- [Work required] Reproduce every line from the start of the entries through the line containing "[283,573,368,602]", inclusive. Shift each bounding-box coordinate up by 113 and leave all other text unchanged.

___ Data section ___

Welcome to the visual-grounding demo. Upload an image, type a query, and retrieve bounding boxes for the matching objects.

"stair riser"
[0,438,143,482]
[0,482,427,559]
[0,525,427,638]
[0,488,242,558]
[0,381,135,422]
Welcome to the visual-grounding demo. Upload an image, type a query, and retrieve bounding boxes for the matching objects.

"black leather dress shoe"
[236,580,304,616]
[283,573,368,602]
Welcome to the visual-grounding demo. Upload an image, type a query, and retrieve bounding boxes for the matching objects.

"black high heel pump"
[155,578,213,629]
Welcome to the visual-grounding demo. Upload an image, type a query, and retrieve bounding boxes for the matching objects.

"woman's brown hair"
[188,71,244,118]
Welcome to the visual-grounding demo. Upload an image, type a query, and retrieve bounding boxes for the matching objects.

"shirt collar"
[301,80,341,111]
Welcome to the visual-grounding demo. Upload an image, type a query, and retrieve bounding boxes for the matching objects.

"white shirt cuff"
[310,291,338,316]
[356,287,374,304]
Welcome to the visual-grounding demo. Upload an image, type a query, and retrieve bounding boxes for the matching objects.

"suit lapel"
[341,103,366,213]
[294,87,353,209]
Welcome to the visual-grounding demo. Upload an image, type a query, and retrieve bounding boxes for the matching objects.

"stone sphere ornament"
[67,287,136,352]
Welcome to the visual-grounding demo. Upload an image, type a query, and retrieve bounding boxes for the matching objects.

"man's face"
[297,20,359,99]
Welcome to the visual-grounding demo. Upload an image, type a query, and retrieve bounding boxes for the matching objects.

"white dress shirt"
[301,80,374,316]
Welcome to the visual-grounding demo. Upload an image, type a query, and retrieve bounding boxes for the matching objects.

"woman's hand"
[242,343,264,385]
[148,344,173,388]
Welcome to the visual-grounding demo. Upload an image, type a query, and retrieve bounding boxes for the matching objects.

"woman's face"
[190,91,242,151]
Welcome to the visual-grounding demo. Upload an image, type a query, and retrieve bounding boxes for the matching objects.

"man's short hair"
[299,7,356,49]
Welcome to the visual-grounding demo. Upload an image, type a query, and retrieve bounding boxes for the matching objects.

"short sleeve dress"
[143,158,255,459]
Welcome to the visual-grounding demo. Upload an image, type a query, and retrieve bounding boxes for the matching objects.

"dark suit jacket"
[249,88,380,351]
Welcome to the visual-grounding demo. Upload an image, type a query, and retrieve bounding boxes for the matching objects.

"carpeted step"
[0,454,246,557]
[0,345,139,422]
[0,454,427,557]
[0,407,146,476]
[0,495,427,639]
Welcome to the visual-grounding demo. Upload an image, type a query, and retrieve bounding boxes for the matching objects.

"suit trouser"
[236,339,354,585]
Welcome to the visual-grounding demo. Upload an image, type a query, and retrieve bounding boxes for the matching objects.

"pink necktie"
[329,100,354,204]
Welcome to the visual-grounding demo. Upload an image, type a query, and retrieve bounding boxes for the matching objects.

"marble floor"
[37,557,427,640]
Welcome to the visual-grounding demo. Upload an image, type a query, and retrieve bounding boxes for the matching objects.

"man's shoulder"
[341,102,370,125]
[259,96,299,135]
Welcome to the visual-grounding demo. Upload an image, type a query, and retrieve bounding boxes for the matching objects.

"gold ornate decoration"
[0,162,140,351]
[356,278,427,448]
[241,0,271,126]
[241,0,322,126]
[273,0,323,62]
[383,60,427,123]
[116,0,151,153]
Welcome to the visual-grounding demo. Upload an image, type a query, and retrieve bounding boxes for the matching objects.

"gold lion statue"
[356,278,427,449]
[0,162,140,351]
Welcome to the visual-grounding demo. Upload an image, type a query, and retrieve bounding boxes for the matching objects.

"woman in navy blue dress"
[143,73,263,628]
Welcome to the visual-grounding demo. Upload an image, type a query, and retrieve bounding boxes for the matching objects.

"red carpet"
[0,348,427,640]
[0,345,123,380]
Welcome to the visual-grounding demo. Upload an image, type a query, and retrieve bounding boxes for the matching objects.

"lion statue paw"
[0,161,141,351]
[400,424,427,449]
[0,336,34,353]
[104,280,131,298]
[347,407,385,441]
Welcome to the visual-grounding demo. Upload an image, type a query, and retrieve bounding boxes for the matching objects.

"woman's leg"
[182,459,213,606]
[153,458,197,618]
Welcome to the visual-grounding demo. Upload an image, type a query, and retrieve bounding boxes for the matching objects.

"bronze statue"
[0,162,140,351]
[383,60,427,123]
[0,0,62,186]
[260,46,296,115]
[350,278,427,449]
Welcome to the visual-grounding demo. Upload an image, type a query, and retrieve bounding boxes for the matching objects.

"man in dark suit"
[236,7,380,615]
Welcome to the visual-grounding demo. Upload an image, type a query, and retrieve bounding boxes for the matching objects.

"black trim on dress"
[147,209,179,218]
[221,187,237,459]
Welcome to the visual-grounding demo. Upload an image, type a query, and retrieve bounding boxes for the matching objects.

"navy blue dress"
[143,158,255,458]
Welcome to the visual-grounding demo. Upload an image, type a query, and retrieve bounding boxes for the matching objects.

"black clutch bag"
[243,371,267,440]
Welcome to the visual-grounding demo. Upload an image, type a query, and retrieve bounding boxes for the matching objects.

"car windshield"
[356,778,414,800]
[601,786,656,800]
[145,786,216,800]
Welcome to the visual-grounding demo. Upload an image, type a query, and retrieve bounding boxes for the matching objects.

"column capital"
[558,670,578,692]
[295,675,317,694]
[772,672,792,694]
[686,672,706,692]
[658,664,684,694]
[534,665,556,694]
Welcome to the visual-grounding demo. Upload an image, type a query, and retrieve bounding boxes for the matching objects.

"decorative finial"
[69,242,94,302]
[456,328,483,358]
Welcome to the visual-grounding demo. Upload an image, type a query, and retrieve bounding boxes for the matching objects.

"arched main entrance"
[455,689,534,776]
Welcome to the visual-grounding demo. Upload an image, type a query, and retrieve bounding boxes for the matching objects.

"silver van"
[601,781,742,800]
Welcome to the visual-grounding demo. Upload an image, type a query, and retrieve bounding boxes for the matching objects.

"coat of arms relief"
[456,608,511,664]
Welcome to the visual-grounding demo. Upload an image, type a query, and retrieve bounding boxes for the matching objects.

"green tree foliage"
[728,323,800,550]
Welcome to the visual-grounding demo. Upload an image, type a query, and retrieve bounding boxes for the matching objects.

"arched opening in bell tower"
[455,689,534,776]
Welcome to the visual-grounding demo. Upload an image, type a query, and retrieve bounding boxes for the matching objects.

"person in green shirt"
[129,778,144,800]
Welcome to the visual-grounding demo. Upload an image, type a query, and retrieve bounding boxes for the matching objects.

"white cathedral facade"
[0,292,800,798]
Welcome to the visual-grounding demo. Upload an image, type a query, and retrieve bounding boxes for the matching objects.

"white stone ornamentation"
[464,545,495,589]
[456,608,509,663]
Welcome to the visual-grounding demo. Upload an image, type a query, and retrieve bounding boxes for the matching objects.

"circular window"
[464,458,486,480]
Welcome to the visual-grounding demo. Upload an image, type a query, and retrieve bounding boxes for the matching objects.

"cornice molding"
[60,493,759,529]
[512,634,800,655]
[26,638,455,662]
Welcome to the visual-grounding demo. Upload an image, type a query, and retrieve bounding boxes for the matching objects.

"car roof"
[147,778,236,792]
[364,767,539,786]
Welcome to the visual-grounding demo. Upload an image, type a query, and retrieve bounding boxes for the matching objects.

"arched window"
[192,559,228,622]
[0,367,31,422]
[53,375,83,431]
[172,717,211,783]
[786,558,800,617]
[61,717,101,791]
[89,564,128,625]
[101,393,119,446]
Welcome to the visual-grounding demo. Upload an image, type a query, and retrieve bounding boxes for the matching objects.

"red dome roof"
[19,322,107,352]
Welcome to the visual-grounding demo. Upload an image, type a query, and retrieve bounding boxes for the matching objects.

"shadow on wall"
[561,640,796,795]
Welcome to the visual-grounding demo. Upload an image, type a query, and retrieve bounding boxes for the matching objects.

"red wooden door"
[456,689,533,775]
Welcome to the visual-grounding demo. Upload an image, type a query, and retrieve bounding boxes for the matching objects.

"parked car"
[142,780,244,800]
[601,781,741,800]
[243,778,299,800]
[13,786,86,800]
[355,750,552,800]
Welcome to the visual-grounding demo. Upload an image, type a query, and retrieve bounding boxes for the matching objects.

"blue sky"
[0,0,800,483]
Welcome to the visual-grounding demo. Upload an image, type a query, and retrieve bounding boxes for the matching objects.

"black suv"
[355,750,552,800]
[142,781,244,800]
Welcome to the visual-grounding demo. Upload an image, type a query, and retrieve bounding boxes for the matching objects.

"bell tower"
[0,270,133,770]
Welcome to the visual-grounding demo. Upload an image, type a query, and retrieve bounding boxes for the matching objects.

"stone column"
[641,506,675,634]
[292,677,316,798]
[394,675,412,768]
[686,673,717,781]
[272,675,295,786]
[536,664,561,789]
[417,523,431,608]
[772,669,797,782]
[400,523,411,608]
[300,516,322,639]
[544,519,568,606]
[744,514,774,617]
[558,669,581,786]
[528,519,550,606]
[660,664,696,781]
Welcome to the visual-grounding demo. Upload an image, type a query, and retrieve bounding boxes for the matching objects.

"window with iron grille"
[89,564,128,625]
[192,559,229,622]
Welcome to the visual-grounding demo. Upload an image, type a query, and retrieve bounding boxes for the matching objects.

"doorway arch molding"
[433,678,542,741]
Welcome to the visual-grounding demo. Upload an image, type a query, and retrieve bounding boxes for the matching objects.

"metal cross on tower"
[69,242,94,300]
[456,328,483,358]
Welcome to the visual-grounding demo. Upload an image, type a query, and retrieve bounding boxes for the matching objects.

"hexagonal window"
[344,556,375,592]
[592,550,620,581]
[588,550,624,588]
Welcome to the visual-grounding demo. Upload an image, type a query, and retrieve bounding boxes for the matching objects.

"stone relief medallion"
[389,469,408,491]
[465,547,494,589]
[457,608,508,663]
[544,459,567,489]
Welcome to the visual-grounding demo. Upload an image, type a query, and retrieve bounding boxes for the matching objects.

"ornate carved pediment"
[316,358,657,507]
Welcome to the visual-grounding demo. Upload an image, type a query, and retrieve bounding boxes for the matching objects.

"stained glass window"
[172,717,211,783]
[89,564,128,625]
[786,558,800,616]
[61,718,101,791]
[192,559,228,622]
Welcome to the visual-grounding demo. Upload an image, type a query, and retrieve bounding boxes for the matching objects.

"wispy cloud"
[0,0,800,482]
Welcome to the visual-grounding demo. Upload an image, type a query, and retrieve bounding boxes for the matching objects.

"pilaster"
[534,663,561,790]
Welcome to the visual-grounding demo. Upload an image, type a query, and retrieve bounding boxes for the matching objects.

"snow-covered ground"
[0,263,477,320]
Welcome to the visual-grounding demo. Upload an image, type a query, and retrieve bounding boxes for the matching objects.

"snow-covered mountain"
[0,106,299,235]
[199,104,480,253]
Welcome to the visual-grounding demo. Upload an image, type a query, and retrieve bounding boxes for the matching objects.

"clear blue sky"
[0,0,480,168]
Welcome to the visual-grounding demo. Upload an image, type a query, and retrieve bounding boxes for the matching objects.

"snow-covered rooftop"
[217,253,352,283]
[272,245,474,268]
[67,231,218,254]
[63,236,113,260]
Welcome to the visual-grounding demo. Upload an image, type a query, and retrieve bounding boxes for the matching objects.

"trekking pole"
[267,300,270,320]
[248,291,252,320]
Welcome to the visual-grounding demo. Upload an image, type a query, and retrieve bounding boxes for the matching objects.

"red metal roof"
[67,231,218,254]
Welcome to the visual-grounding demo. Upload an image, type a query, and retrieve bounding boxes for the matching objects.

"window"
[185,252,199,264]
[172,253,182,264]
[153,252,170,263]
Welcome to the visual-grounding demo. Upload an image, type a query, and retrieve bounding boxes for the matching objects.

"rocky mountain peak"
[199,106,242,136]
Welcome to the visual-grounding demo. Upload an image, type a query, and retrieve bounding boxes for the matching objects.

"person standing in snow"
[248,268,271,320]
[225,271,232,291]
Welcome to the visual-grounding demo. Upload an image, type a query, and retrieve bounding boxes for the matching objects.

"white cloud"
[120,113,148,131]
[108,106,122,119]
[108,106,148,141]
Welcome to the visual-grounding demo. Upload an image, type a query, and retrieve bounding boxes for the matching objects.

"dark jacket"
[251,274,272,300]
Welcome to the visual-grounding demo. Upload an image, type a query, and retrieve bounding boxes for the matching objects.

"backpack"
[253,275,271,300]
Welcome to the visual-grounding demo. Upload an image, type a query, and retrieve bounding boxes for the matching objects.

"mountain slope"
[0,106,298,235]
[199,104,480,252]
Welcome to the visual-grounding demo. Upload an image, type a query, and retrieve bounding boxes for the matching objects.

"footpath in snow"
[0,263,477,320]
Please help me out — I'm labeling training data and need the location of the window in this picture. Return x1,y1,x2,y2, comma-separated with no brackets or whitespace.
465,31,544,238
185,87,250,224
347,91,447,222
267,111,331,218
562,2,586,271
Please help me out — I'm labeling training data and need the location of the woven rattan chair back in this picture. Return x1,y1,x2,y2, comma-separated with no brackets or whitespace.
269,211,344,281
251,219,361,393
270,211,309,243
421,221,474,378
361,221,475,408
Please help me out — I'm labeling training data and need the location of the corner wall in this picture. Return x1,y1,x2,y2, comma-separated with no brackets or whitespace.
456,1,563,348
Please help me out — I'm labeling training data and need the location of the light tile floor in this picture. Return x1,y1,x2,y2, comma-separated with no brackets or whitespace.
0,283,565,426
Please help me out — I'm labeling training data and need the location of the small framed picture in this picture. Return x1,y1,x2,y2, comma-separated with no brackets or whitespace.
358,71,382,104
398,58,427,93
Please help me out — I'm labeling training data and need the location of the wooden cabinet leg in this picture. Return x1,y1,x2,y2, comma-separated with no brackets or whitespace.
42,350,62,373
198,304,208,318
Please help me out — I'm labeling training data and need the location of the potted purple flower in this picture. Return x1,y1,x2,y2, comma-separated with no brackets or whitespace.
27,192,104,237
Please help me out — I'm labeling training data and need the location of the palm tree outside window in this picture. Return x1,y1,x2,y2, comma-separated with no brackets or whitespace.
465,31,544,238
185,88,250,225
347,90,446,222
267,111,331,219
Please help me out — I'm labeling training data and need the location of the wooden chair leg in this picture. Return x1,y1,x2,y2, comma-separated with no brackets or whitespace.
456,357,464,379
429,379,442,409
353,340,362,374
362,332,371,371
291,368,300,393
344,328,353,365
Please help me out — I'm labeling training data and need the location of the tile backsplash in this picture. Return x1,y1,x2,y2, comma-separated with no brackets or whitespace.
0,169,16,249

___

- [Solution below]
Welcome to the visual-grounding demo. Upload an image, type a query, and retrieve bounding boxes for the matching objects.

"stair riser"
[113,551,256,595]
[113,595,540,672]
[113,638,540,751]
[113,601,355,671]
[113,494,248,535]
Welcome to the visual-grounding demo. Upload an image, type a query, and retrieve bounding boxes for the matching objects.

"black leather dress shoe"
[349,693,417,729]
[396,686,481,715]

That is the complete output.